## Problem description
Gather every line of the items below that contains the string "find". Treat uppercase and lowercase letters as different.

## Supplied material
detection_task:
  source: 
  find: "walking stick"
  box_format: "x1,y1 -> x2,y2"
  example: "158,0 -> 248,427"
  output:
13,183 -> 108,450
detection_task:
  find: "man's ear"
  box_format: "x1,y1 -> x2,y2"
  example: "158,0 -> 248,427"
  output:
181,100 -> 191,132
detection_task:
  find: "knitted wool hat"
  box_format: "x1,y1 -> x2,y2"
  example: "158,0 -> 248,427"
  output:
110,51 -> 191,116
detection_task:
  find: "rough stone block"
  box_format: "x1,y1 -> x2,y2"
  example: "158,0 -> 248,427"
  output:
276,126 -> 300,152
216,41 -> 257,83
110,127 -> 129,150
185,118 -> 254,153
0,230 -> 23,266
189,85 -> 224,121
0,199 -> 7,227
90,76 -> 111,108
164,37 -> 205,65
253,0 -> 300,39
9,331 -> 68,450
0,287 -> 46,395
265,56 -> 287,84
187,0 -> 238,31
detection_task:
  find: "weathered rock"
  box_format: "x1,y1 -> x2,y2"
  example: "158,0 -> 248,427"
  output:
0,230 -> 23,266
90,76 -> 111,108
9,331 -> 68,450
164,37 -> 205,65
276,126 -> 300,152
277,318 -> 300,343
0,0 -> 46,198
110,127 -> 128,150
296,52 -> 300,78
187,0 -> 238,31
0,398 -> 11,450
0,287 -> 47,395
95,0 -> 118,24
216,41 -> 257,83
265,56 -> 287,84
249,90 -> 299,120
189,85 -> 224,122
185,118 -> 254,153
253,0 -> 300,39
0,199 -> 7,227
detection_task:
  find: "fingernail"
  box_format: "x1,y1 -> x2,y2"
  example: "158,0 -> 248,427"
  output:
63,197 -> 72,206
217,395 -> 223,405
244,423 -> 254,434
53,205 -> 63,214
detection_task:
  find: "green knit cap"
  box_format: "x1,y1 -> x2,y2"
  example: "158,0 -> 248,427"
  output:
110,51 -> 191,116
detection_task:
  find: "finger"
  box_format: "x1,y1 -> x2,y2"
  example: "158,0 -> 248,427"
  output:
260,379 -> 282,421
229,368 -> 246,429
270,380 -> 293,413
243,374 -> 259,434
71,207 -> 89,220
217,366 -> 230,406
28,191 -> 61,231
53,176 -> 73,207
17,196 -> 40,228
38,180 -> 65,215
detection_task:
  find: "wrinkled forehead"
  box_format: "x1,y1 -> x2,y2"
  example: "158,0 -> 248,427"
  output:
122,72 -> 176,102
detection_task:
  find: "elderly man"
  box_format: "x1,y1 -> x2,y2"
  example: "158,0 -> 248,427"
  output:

## Result for this exercise
  find: "walking stick"
  find: "man's ear"
  find: "knitted wool hat"
  find: "rough stone block"
  find: "weathered rock"
  find: "fingernail"
  find: "green knit cap"
  find: "finger"
  find: "wrinkled forehead"
  find: "elderly man"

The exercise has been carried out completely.